[Extracted records Boundary: Start]

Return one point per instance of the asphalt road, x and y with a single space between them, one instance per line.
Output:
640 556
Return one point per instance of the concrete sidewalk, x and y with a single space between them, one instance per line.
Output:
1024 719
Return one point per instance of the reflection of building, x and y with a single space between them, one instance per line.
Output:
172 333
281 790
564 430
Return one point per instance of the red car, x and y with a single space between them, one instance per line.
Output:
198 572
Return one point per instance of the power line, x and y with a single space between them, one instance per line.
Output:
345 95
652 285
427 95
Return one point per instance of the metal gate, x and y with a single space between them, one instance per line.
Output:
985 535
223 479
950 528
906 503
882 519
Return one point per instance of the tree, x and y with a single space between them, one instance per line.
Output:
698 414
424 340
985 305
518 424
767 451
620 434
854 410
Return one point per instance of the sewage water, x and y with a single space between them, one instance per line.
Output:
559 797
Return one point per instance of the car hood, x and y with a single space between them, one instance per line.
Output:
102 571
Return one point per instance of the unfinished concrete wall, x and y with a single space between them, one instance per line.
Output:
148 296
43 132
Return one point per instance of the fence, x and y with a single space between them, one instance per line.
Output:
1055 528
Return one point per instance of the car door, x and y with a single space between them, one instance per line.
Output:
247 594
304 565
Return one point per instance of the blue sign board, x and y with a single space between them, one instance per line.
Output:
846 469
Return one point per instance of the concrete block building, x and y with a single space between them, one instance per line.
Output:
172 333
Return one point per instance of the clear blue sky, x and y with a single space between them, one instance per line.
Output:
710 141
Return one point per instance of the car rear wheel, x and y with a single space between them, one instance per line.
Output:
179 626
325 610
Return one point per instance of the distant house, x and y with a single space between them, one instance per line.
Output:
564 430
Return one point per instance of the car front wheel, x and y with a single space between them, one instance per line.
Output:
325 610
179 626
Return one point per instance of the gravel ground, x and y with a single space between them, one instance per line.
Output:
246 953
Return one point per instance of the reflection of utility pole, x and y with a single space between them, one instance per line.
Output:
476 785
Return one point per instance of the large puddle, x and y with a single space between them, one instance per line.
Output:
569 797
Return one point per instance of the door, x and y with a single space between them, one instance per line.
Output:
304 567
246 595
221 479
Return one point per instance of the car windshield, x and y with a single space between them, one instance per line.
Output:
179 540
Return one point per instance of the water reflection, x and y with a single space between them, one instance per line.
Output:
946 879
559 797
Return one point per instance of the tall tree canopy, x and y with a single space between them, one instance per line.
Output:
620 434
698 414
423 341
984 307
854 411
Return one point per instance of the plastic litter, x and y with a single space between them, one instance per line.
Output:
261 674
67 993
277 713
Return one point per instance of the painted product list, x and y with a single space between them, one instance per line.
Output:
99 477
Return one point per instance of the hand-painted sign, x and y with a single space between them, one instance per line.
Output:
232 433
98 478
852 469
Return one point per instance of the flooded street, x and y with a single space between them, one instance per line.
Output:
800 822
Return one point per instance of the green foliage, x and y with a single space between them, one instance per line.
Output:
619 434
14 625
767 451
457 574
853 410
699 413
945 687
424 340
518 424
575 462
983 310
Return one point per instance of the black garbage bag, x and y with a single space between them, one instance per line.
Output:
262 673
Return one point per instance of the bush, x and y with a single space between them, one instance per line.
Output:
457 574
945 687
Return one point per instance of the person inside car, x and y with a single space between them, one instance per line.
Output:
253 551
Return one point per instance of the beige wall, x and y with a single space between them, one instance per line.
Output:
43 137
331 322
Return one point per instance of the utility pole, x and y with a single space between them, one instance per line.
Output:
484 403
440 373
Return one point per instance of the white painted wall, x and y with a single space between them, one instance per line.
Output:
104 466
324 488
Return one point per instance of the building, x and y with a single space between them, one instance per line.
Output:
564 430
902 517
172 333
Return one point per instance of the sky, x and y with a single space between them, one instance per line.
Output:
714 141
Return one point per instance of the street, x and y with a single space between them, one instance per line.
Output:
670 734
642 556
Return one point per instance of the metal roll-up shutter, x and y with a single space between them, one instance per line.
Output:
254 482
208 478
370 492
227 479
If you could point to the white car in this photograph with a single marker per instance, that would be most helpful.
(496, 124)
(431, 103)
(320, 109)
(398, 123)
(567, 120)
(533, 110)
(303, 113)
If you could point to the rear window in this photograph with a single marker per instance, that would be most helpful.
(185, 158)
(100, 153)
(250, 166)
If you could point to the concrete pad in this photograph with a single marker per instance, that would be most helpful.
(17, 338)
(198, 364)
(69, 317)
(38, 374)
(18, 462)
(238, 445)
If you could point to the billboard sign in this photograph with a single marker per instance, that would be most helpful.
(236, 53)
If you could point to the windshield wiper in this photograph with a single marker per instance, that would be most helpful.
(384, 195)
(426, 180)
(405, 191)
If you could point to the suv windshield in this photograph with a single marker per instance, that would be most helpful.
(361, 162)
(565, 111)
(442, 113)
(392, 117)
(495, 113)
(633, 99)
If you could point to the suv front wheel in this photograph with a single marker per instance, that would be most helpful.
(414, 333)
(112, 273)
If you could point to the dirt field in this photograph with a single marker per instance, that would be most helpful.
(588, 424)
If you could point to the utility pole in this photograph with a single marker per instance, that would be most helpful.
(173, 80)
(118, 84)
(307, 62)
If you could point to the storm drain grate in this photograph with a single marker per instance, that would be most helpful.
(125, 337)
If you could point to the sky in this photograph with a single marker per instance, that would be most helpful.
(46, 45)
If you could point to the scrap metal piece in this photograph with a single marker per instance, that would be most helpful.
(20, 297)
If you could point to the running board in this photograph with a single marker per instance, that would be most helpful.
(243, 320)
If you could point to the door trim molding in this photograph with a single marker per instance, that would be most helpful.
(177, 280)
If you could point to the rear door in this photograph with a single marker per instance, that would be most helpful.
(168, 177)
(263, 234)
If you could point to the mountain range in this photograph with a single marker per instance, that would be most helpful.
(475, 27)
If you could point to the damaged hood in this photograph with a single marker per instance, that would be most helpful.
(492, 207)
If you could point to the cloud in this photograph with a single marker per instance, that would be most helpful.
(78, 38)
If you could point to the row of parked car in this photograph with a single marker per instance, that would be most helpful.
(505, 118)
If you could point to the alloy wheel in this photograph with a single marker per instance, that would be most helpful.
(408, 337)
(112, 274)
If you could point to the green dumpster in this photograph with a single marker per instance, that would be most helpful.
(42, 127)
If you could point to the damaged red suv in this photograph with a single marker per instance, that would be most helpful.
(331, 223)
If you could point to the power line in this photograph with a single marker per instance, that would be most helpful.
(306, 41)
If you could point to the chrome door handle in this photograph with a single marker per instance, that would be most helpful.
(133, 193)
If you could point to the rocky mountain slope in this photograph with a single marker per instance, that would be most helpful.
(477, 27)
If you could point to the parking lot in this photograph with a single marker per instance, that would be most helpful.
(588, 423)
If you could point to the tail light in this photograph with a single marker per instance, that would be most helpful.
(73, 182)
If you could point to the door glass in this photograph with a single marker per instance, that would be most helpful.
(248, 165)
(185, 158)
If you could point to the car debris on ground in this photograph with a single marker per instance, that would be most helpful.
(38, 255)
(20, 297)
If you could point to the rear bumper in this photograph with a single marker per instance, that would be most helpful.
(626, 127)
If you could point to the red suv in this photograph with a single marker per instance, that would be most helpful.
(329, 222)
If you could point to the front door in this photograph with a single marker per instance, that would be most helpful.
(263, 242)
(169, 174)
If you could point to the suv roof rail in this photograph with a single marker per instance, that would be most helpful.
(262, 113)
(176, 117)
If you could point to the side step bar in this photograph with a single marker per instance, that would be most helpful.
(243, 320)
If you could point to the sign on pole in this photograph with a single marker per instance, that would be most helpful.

[Extracted records Boundary: End]

Work to complete:
Select and copy every line from the records that includes the word "wall".

Written response:
Return one point per instance of the unfinished concrete wall, x and y with a single space between them, one instance per line.
Return one point per instance of the beige wall, x and y with a single space between them, one instance per line.
Return one point per instance of the white painted wall, x and y with a single space between them, one instance per line.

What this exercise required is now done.